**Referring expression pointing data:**
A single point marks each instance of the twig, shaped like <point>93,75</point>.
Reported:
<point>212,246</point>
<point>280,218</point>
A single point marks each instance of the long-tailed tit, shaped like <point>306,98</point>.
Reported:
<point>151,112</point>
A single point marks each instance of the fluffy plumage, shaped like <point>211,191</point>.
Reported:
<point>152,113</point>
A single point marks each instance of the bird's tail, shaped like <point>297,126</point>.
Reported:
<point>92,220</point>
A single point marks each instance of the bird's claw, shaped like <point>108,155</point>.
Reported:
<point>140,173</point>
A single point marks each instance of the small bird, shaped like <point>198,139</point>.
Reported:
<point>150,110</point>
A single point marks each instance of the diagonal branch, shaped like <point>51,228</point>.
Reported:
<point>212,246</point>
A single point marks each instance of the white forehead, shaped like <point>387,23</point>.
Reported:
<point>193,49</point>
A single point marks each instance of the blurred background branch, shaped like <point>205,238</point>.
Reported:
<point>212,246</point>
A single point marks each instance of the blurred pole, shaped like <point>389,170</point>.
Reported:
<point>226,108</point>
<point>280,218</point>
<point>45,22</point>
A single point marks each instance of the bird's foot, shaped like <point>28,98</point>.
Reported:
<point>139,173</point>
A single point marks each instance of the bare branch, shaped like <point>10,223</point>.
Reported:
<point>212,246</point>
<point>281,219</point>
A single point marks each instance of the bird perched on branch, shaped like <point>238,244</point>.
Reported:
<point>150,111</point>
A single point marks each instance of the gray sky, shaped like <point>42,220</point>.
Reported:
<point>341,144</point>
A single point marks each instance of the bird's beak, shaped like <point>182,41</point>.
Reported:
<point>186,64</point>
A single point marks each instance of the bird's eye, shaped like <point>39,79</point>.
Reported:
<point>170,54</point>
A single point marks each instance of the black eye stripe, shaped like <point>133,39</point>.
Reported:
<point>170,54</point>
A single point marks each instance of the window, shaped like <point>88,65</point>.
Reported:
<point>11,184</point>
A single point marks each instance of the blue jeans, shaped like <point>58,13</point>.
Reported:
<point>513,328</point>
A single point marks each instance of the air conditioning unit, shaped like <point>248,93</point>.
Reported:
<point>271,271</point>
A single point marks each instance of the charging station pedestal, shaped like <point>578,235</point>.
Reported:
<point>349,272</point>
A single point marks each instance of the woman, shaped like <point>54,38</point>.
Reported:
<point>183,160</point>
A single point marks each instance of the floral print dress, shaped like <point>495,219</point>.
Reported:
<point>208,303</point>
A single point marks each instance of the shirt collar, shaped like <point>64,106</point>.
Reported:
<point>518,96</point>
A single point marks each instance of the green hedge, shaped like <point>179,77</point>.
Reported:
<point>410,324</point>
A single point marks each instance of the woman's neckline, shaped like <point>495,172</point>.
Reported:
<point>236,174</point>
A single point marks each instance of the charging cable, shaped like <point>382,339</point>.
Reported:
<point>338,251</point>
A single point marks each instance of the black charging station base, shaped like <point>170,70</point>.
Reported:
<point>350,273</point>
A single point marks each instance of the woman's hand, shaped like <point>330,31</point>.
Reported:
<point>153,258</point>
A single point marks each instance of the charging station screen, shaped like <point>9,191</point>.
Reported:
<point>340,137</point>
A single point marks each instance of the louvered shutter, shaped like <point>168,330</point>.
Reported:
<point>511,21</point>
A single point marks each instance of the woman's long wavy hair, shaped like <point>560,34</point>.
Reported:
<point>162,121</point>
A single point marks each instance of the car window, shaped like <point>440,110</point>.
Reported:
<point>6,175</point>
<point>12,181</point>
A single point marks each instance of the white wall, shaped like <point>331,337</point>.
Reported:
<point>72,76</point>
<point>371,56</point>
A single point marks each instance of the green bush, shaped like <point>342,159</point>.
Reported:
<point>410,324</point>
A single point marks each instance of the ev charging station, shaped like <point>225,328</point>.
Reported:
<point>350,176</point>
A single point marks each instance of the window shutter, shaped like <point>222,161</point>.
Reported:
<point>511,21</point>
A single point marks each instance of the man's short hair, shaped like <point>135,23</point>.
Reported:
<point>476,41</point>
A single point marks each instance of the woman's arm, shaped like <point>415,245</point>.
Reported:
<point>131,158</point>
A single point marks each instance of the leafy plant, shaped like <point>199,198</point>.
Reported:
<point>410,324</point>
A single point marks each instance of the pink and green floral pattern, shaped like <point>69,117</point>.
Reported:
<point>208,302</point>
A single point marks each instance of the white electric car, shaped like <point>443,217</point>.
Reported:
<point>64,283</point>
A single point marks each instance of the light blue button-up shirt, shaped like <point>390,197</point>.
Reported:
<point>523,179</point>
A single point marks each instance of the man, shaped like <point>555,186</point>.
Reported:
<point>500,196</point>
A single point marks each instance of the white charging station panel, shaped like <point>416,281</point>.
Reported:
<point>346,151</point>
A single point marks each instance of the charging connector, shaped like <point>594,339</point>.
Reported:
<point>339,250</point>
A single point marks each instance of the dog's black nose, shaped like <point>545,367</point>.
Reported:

**Task requirements:**
Go through the entries above and count the lines holding the word "white"; write nothing but the number.

**Exercise response:**
4